▸ Short task
Could you copy every one of the lines below word for word, leaving out the pictures?
━━━━
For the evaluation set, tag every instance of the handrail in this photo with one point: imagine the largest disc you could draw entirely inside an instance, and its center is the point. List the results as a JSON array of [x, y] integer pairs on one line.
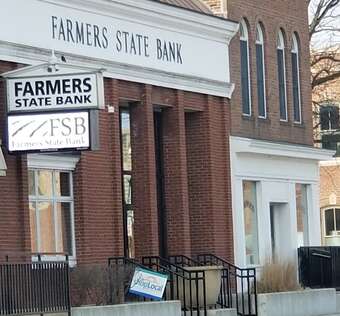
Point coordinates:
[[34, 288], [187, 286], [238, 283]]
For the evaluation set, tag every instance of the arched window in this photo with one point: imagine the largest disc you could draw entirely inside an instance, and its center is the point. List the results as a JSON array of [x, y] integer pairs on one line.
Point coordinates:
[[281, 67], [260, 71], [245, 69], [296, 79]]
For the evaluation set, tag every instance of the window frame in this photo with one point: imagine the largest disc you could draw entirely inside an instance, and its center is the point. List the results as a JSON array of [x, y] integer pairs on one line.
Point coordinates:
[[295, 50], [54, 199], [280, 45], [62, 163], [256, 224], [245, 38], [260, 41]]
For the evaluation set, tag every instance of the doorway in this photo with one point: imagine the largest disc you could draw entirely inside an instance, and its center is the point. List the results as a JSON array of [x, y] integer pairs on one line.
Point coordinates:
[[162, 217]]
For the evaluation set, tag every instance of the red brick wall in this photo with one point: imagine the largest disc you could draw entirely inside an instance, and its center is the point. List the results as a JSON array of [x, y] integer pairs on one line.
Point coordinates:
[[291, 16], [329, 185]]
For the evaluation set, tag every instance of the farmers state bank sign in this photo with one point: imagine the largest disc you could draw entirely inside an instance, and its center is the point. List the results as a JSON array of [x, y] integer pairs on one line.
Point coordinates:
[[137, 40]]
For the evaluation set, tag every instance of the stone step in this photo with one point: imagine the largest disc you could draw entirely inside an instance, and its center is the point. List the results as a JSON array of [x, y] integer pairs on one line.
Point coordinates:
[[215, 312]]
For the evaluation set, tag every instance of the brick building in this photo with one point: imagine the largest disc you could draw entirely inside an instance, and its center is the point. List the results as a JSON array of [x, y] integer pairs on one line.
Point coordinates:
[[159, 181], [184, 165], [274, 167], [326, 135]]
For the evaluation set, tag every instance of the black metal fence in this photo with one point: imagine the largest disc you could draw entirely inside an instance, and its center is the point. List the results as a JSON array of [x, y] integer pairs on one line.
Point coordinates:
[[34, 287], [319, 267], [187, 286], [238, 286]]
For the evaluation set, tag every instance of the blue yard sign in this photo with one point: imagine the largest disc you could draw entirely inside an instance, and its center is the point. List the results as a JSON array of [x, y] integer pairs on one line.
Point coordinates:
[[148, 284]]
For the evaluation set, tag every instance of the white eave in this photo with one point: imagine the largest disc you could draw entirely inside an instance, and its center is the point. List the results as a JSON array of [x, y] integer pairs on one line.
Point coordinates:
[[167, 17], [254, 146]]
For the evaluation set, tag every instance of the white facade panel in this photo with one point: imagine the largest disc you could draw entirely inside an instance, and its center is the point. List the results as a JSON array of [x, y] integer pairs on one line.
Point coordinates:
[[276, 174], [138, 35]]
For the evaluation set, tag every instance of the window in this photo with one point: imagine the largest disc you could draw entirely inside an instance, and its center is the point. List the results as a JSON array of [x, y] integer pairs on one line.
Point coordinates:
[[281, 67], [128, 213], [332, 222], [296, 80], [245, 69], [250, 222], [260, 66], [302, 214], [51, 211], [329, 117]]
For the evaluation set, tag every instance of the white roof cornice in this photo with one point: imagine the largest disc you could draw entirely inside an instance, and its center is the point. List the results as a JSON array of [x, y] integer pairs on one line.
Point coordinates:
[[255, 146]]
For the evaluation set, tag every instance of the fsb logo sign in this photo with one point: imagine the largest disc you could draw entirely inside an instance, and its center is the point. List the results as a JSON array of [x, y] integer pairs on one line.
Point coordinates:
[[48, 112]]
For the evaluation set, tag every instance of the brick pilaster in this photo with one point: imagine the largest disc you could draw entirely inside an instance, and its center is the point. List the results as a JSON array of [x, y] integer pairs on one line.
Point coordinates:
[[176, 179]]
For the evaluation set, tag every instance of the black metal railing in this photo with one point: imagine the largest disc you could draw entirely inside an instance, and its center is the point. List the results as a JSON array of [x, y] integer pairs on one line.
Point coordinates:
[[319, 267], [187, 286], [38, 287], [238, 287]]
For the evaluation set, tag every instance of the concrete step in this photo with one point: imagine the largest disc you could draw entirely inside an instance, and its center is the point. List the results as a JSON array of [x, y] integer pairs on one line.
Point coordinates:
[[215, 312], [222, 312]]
━━━━
▸ Solution
For the evaluation set, tag every instance of the handrail in this photo with one point: imagine the largest disc you could draw entirely inside an instance, and its center is the point. List the results as a JSON array of [x, y] integer pairs on one line.
Point coordinates:
[[34, 288], [187, 286], [238, 283]]
For the evaluation set, tag every instance of the arched window in this photo with one point: imagine the largest disc you could draw entirely inside an instance, and its center is the point. List the results as a JSON array of [x, y] integer pairs on one line.
Point coordinates:
[[281, 67], [260, 71], [245, 69], [296, 79]]
For the evaluation set, tag every instance of the window frame in this photo with one point: imagine the largest disc you could draw entirely inside an instance, and its center is the point. List the results as a JSON array of [x, y] integer pairs on one line.
Point coordinates:
[[295, 50], [54, 199], [280, 45], [62, 163], [256, 224], [245, 38], [260, 41]]
For the evaluation set, tag every instance of the doorway in this photo with one point: imagine the largest disc you could draw entirely inside an instance, and its center is the point. List the results as a JSON array of [x, y] integer pairs on one line.
Point coordinates:
[[162, 217]]
For the evaluation set, tag every instance of the red brick wall in this photo with one point: imagine the largest disc you could draw entirely inside an instance, and its center is the point. List the results as a JSON array of [x, y] integer pairs on one line.
Point coordinates:
[[291, 16], [329, 185]]
For the evaluation set, tag every instance of the farmers state bank sign in this photo with one point: imagine the largest disc you could draw entirely inside an instance, and its center is the point. List the results as a JSON array of [x, y] integer pairs on one line.
Point coordinates:
[[137, 40]]
For the evaluation set, tag every instance of the stone step in this photo with one point: imagine the largest disc you could draw entirely inside an instance, and its center is the point. List the results as a JSON array of [x, y] integer pairs on one line.
Point coordinates:
[[215, 312]]
For the evaluation set, tag every instance of the brick building in this photo with one point: imagine the largest disc you could draw entirely inside an instance, and its center is the point. List the results as a JSON array of [x, y] integer pairs on one line.
Point coordinates:
[[159, 181], [184, 165], [274, 167], [326, 135]]
For the evaluation set, tag every instance of the black metal fence in this photo with one point: imagine the largest disc you could draw entirely inside an instance, and its center is the point. List the results as a JSON array of [x, y] integer pairs on one line.
Point coordinates:
[[34, 287], [319, 267], [187, 286], [238, 286]]
For the evaluation set, tag every instance of the blue yard sign in this photo with one point: imagine the largest disc you could draw entirely inside an instance, and its center is the point. List the results as a JSON array of [x, y] integer pairs on one line.
Point coordinates:
[[148, 284]]
For the evaluation set, tag every instance of the white eave in this photo with one point: imagine the largest disc you could draw entirely inside an instance, and its center is the point. List the results as a JSON array of [x, y] integer pairs on one line.
Point coordinates:
[[167, 17], [254, 146]]
For the evaluation set, tag every instance of the white facade panel in this photo with one point: imagine the largest disc you could draw entirely inside an instance, and its center is the point. List the results as a JSON array of [x, y] integer pairs on one line.
Point coordinates:
[[276, 174], [138, 35]]
For the evaluation set, tag every instance of the window in this photo with one point: imagine the largest disc you could draw entirely inside an instance, and its center is the point. List the results as a JSON array of [x, y] integer pairs on one line.
Point coordinates:
[[281, 67], [128, 213], [332, 222], [296, 80], [245, 69], [250, 222], [260, 66], [302, 214], [51, 211], [329, 117]]
For the evaluation set, tag every instance of the white roof cornice in this photo with one point: imagine the largest disc you could draw entirely inside an instance, and its center is the point. List the results as a JSON array of [x, y] integer pairs on one line.
Point coordinates:
[[255, 146]]
For the evaluation set, tag every instance of the fsb logo sign in this photo with one point: imagine the largest disc you could draw entirely inside an instance, and its center is the point. List the results as a JSON array of [x, y] integer pairs on one line.
Point coordinates:
[[48, 112]]
For the evaluation set, tag every instance of the brick pilaster in this photo with one point: imagine the largest disc you could draw entirely inside an instance, and its center is the point. List the results as a JSON array of [x, y] integer pairs on one line.
Point coordinates:
[[176, 179]]
For the evaluation set, tag every instance of the black metal railing in this photo with one point: imagine the largest disc you could draw entirely inside an instance, and its center is the point. List the results as a JSON array of [x, y] integer pairs on one line.
Point coordinates:
[[319, 267], [187, 286], [38, 287], [238, 287]]
For the evaluation set, tag every instance of the concrete step in this photo with one point: imagine the largest disc you could draw entirely inside an instance, and its center is the point. List the results as a JSON array of [x, y] integer pairs on one line.
Point coordinates:
[[215, 312], [222, 312]]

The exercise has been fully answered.